**GIVEN TASK 1**
Shift every point coordinate in the answers up by 66, and write out again everything from the row containing "row of trees" down to the last of the rows, keeping that row's and every later row's request as it is. Leave out every row above that one, and don't touch the forum thread.

# "si" instead of "se"



## shimon

Nazdar! I've read in my book:* škodíš si* for *you harm yourself*. Is *si* it an admitted form for *se* or simply a misprint? Děkuji


----------



## ilocas2

The verb "škodit" requires dative, and the reflexive pronoun "se" has a dative form "si".


----------



## francisgranada

shimon said:


> Nazdar! I've read in my book:* škodíš si* for *you harm yourself*. Is *si* it an admitted form for *se* or simply a misprint? Děkuji


 
vidí *se* -      *si* vede  (= vede *sè* stesso - _accusativo_)
koupí *si*    - *si* compra (= compra *a sè* stesso - _dativo_)

Ciao.


----------



## shimon

_- pronome riflessivo _*se*_, riferito a tutte le persone, sing e pl: G _*sebe*,  _D _*sobě*,  _A _*sebe/se*,  _L _*sobě*,  _S _*sebou
*this is the declension of the pronoun in my book. So I must insert *si *as an alternative form in the dative and locative case?


----------



## shimon

thank you all for your help
ciao


----------



## ilocas2

I must say that book is partially wrong. Correct declension is:

_genitive_ - sebe
_dative_ - sobě, si
_accusative_ - sebe, se
_locative_ - sobě
_instrumental_ - sebou


----------



## francisgranada

shimon said:


> _- pronome riflessivo _*se*_, riferito a tutte le persone, sing e pl: G _*sebe*,  _D _*sobě*,  _A _*sebe/se*,  _L _*sobě*,  _S _*sebou
> *this is the declension of the pronoun in my book. So I must insert *si *as an alternative form in the dative and locative case?

**GIVEN TASK 2**
Supply the next part of the forum thread on Czech "si" versus "se," starting after its last line.

**RECORDS FOR THE TASK**

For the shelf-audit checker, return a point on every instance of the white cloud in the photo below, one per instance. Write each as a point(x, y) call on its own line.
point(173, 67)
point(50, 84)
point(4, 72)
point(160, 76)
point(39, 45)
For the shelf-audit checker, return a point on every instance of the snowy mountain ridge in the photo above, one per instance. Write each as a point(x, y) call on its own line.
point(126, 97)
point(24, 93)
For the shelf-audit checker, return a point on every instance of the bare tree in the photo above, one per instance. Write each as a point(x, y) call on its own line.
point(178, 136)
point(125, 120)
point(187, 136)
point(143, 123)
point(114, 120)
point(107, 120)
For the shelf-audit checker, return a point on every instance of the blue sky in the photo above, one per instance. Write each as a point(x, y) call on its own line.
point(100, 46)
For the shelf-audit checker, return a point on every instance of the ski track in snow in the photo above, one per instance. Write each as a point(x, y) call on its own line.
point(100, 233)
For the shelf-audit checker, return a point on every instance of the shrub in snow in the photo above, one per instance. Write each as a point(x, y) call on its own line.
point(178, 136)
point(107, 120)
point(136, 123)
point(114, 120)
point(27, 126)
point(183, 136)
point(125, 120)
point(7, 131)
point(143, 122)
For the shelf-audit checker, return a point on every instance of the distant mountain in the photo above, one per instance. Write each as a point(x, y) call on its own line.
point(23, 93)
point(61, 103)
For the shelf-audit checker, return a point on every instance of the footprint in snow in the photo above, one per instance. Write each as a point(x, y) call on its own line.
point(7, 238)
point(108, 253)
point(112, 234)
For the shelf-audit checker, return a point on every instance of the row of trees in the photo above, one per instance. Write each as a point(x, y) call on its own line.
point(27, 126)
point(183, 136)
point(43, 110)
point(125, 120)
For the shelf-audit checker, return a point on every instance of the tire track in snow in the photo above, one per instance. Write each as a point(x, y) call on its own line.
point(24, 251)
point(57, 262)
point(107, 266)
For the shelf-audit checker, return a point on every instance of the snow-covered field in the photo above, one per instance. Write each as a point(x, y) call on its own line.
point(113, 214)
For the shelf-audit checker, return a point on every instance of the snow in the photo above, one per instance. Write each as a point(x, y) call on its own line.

**REPLY 1**
For the shelf-audit checker, return a point on every instance of the row of trees in the photo above, one per instance. Write each as a point(x, y) call on its own line.
point(93, 192)
point(249, 202)
point(109, 176)
point(191, 186)
For the shelf-audit checker, return a point on every instance of the tire track in snow in the photo above, one per instance. Write each as a point(x, y) call on its own line.
point(90, 317)
point(123, 328)
point(173, 332)
For the shelf-audit checker, return a point on every instance of the snow-covered field in the photo above, one per instance. Write each as a point(x, y) call on its own line.
point(179, 280)
For the shelf-audit checker, return a point on every instance of the snow in the photo above, one per instance. Write each as a point(x, y) call on its own line.

**REPLY 2**
La declinazione é come dice Ilocas2.

Le forme ceche *si* e _*se*_ sono atone e corrispondono a _*si *_in italiano, con la differenza che nel ceco _*si *_é in dativo e _*se*_ é in accusativo, mentre in italiano c'è una sola forma. Le forme atone non si possono usare con preposizioni (né in ceco né in italiano).

Le forme toniche si usano anche con preposizione, sia in ceco che in italiano. La differenza è, che in italiano abbiamo una sola forma (*sè*), mentre nella lingua ceca le seguenti:

_genitive_ - sebe
_dative_ - sobě 
_accusative_ - sebe
_locative_ - sobě
_instrumental_ - sebou     

(visto che sei italiano e che ci sono somiglianze tra l'italiano ed il ceco, ho preferito di risponderti in italiano invece dell'inglese - spero che vada bene cosí)


----------



## shimon

l'italiano va benissimo, grazie infinite!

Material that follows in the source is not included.